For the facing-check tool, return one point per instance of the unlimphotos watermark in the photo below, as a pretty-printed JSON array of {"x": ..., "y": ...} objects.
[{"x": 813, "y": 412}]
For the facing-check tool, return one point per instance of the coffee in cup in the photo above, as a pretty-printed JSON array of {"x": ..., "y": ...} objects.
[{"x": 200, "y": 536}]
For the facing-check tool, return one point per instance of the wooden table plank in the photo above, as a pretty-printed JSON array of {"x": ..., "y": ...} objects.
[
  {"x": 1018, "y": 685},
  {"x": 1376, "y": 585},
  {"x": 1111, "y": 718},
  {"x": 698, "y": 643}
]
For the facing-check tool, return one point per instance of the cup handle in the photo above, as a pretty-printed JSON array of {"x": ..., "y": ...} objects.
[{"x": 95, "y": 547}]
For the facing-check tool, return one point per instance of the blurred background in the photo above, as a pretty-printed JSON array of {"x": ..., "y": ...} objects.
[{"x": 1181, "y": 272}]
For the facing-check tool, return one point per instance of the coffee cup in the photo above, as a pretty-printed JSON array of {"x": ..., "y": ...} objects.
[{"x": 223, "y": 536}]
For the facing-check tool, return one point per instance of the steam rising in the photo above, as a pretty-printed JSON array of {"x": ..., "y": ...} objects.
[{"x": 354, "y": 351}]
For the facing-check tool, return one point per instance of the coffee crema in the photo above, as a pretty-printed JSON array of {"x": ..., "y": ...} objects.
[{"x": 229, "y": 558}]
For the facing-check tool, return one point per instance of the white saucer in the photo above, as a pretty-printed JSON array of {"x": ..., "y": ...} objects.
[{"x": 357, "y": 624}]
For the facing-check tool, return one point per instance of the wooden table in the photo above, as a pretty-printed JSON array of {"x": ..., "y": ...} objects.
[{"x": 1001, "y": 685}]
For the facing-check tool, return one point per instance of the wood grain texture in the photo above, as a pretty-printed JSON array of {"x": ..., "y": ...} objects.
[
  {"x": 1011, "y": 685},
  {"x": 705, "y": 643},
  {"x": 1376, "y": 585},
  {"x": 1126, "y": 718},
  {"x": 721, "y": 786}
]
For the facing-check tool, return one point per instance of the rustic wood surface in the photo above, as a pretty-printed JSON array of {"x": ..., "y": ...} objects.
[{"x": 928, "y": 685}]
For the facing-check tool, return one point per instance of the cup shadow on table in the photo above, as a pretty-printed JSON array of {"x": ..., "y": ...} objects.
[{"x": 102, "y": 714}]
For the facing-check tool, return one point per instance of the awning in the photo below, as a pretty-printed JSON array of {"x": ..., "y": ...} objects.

☆ ☆ ☆ ☆ ☆

--- Description of the task ---
Would you please give all of the records again exactly as they stand?

--- The completed task ---
For the facing-check tool, return one point per instance of the unlimphotos watermark in the photo below, as a pretty-printed JSON array of {"x": ..., "y": ...} objects.
[{"x": 813, "y": 412}]
For the facing-check tool, return one point per instance of the coffee in cup in the photo above, as a pretty-printed JSON array of {"x": ..., "y": ...} objects.
[{"x": 200, "y": 536}]
For the facing-check tool, return one point per instance of the wooden table plank in the photo above, as a pretty-printed JSON array of {"x": ..., "y": ...} objects.
[
  {"x": 1018, "y": 685},
  {"x": 1376, "y": 585},
  {"x": 1111, "y": 718},
  {"x": 698, "y": 643}
]
For the facing-check tool, return one point per instance of the cup handle in the photo above, as a pretty-printed JSON array of {"x": ..., "y": ...} objects.
[{"x": 95, "y": 547}]
For the facing-check tool, return one point per instance of the blurred background in the photo above, as a pretty-printed JSON array of {"x": ..., "y": ...} objects.
[{"x": 1181, "y": 272}]
For the facing-check tool, return one point per instance of the coffee cup in the photo above, as a pretty-printed JSON array of {"x": ..., "y": ...} objects.
[{"x": 223, "y": 536}]
For the facing-check tool, return one point per instance of the steam rising in the photo above, as a pretty-printed JSON array of {"x": ..., "y": ...} objects.
[{"x": 354, "y": 351}]
For the facing-check tool, return one point per instance of the coffee crema in the photo above, as a pretty-printed JSON array of {"x": ..., "y": ...} objects.
[{"x": 229, "y": 558}]
For the facing-check tool, return one point per instance of the white saucer in the photo above, as a pretty-printed JSON array of {"x": ..., "y": ...} objects.
[{"x": 357, "y": 624}]
For the facing-check tool, return one point per instance of the wooden table in the photo above, as a pretty-printed JSON array of {"x": ..., "y": ...} objects.
[{"x": 1001, "y": 685}]
For the facing-check tool, return one point per instance of the wood grain texture in the photo above, as a pretty-printed JSON array of {"x": ..., "y": ...} objects.
[
  {"x": 1011, "y": 685},
  {"x": 705, "y": 643},
  {"x": 1376, "y": 585},
  {"x": 1126, "y": 718},
  {"x": 721, "y": 786}
]
For the facing-check tool, return one point per instance of the rustic wood surface in the photo above, as a pretty-printed JSON array of {"x": ..., "y": ...} objects.
[{"x": 928, "y": 685}]
For the facing-check tool, return one point per instance of the cup shadow on table in the photo above, as a pretty-printed JSON array of {"x": ..., "y": ...} objects.
[{"x": 102, "y": 714}]
For the facing-check tool, return one point per instance of the awning in the photo below, as a pretty-printed JSON array of {"x": ..., "y": ...} objects.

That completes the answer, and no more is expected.